__EXERCISE REQUIREMENTS__:
Where "tree" appears in a line of the entries below, that line should be copied.

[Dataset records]
=-=-=-=-=

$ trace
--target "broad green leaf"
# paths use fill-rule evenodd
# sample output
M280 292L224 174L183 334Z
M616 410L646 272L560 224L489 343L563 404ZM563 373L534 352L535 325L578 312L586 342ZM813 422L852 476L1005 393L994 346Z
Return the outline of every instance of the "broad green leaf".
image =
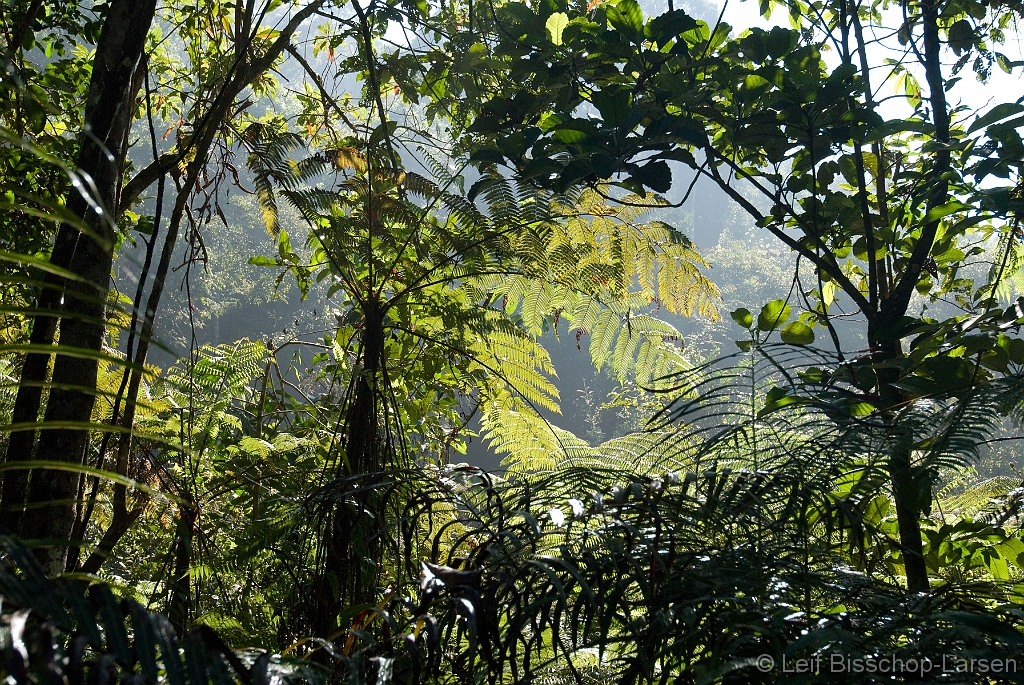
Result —
M931 223L932 221L938 221L939 219L954 214L956 212L962 212L965 209L970 209L963 202L947 202L946 204L935 207L928 211L928 214L924 218L924 223Z
M687 45L697 45L711 37L711 29L703 21L698 21L694 28L683 31L679 37L686 41Z
M631 176L657 193L665 193L672 187L672 170L668 163L657 160L648 162L635 170Z
M565 31L565 27L568 25L569 17L565 12L555 12L544 23L544 27L547 28L548 35L551 37L551 42L555 45L562 44L562 32Z
M897 95L906 95L911 106L916 107L921 103L921 84L913 74L904 71L897 76L895 90Z
M477 164L502 164L505 162L505 155L501 153L501 150L482 147L473 151L469 161Z
M644 35L658 45L665 45L669 40L696 26L696 19L683 10L674 10L652 19L644 28Z
M1019 538L1008 538L1005 542L996 545L996 551L1018 567L1024 561L1021 559L1021 556L1024 555L1024 542L1021 542Z
M779 331L782 342L790 345L810 345L814 342L814 331L807 324L793 321Z
M759 412L757 412L757 415L766 416L774 411L782 409L783 407L803 403L804 400L801 398L787 395L784 388L774 387L768 391L768 396L765 397L765 405Z
M575 145L576 143L582 143L588 140L589 138L589 134L583 131L578 131L573 128L560 128L557 131L555 131L555 140L557 140L560 143L565 143L567 145Z
M744 309L743 307L729 312L729 316L743 328L750 328L754 323L754 315L750 313L749 309Z
M1019 105L1016 102L1004 102L996 105L986 114L975 119L974 123L967 129L967 132L974 133L978 129L984 128L989 124L1002 121L1003 119L1012 117L1015 114L1020 114L1021 112L1024 112L1024 105Z
M643 35L644 12L636 0L619 0L608 8L608 22L631 38Z
M249 257L249 263L255 266L281 266L281 262L277 259L272 259L264 255L256 255L255 257Z
M832 303L836 301L836 292L838 286L835 281L825 281L821 284L821 303L825 305L825 309L832 306Z
M985 559L985 565L988 566L989 573L996 580L1010 579L1010 569L1006 565L1006 559L995 552L995 549L993 549L993 554Z
M971 49L971 45L974 44L976 37L974 35L974 26L971 22L966 19L960 19L953 23L949 27L949 47L953 48L953 52L960 55Z
M796 45L799 34L781 26L774 27L768 34L766 47L772 57L782 57Z
M633 96L625 88L605 88L590 97L608 126L618 128L633 112Z
M793 308L785 300L772 300L761 307L761 313L757 315L757 327L766 333L774 331L789 320L792 312Z

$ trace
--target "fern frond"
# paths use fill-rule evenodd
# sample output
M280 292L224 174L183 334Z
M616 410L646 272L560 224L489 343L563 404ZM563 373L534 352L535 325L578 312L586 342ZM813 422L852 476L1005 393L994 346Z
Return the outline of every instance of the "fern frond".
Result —
M520 205L512 184L508 179L501 178L483 192L487 204L487 214L498 225L518 223Z
M558 388L547 378L554 375L551 358L532 337L505 326L477 339L470 349L485 371L500 369L500 377L488 384L500 381L533 406L558 411Z
M436 183L412 171L404 173L401 184L410 193L419 195L425 200L433 200L441 193L441 189L437 187Z
M483 405L481 429L489 448L507 455L508 475L525 476L559 468L567 454L588 449L569 431L545 421L509 394L499 394Z

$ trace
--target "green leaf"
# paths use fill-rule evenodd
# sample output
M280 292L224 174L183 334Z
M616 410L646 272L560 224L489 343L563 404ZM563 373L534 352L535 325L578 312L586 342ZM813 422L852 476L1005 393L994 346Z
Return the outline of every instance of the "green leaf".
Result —
M836 301L836 292L838 292L839 286L835 284L835 281L825 281L821 284L821 303L825 305L825 309L832 306L832 303Z
M790 345L810 345L814 342L814 331L807 324L793 321L779 331L782 342Z
M750 313L749 309L744 309L743 307L729 312L729 316L743 328L750 328L754 323L754 315Z
M766 333L774 331L789 320L792 312L793 308L785 300L772 300L761 307L761 313L757 315L757 327Z
M1021 542L1019 538L1007 538L1005 542L996 545L996 551L1004 559L1009 559L1017 566L1021 566L1021 555L1024 555L1024 542Z
M955 200L953 202L947 202L944 205L929 210L928 214L924 217L924 223L928 224L933 221L938 221L943 217L949 216L950 214L954 214L956 212L962 212L965 209L970 209L970 207L965 205L963 202Z
M799 35L800 34L796 31L790 31L789 29L782 28L781 26L774 27L768 34L768 38L765 41L765 45L768 48L768 54L775 58L782 57L793 49Z
M384 140L386 136L391 136L397 128L397 121L387 121L377 126L377 128L373 129L373 133L370 134L370 147Z
M281 262L264 255L256 255L255 257L249 257L249 263L255 266L281 266Z
M995 550L993 550L994 552ZM991 556L985 559L985 565L988 566L989 573L996 580L1009 580L1010 569L1006 565L1006 559L998 553L993 553Z
M625 88L605 88L590 97L608 126L618 128L633 112L633 95Z
M1008 347L1010 361L1014 364L1024 364L1024 340L1011 338Z
M644 29L644 35L658 45L665 45L672 38L696 27L696 19L683 10L674 10L652 19Z
M565 27L568 25L569 17L565 12L555 12L544 23L544 27L548 30L548 35L551 37L551 42L555 45L562 44L562 32L565 31Z
M974 133L978 129L984 128L989 124L1002 121L1003 119L1012 117L1015 114L1020 114L1021 112L1024 112L1024 105L1019 105L1016 102L1004 102L1001 105L996 105L990 109L988 113L975 119L974 123L971 124L971 127L967 129L967 132Z
M788 407L793 404L803 404L804 400L799 397L793 397L787 395L784 388L778 386L768 391L767 397L765 397L765 405L761 408L757 415L759 417L766 416L772 412L778 411L783 407Z
M473 151L469 161L474 164L504 164L505 155L493 147L482 147Z
M590 135L584 131L578 131L573 128L560 128L555 131L555 140L566 145L575 145L577 143L585 142L590 138Z
M971 22L966 19L960 19L953 23L949 27L949 47L953 48L953 52L960 55L971 49L974 45L976 37L974 35L974 26Z
M608 8L608 22L616 30L635 39L643 35L644 12L636 0L619 0Z

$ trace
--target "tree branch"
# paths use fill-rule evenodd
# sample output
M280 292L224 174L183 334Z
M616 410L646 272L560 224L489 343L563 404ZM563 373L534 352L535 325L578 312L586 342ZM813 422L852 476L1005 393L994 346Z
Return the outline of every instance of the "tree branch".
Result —
M118 216L135 204L142 192L156 183L164 172L176 167L182 157L184 157L184 152L180 150L165 152L132 176L131 180L121 189L121 201L117 205Z

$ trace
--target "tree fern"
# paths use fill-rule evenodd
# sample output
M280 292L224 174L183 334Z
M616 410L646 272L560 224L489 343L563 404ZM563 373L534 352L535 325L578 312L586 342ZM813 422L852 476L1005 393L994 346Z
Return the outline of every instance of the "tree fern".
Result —
M1008 520L1020 511L1021 479L1012 476L995 476L977 480L977 474L969 473L971 481L960 492L948 492L946 488L937 495L940 511L952 516L981 516ZM1009 513L1009 516L1006 514Z
M291 162L280 164L281 174L291 173ZM359 435L371 442L379 435L381 444L395 440L386 448L390 454L410 447L404 434L388 432L387 416L407 411L388 393L410 387L407 379L422 364L435 375L445 368L455 379L453 389L474 394L485 440L507 455L511 473L534 479L603 458L633 473L686 468L685 460L672 457L670 449L679 450L665 433L590 446L544 420L539 412L557 411L558 396L550 359L536 338L548 322L562 318L591 334L599 367L653 382L684 363L678 331L653 310L717 315L717 291L702 275L706 263L667 226L637 223L641 208L491 181L480 194L483 210L381 159L368 159L366 170L338 179L333 197L281 183L284 197L305 205L300 213L311 228L310 263L338 279L352 306L342 326L349 330L339 330L338 337L358 341L351 349L361 351L339 364L351 374L342 410L348 436L339 452L355 463L352 441ZM425 206L408 202L406 194ZM289 260L301 273L296 257L280 263ZM372 409L360 399L366 397L374 398ZM365 425L352 423L361 402ZM356 506L344 502L325 507ZM350 533L325 535L342 539ZM327 542L322 546L330 549Z
M550 473L590 446L546 421L522 399L497 393L482 404L480 425L488 447L504 455L510 476Z
M496 180L484 196L495 221L517 219L504 209L511 201L507 181ZM531 333L540 334L558 317L590 334L595 365L609 364L619 378L639 370L638 378L647 383L675 371L681 358L673 343L681 336L653 310L664 306L672 313L717 318L718 290L701 272L707 263L667 224L637 223L661 200L642 204L626 198L609 205L596 191L585 191L571 198L573 204L562 204L569 199L534 191L529 204L546 205L539 214L543 220L510 236L513 249L525 257L524 272L484 277L479 287L502 298L506 311L518 311Z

=-=-=-=-=

__SOLUTION TO THIS TASK__:
--target "tree branch"
Return the outline of every instance of the "tree branch".
--target "tree fern"
Return the outline of every instance of the "tree fern".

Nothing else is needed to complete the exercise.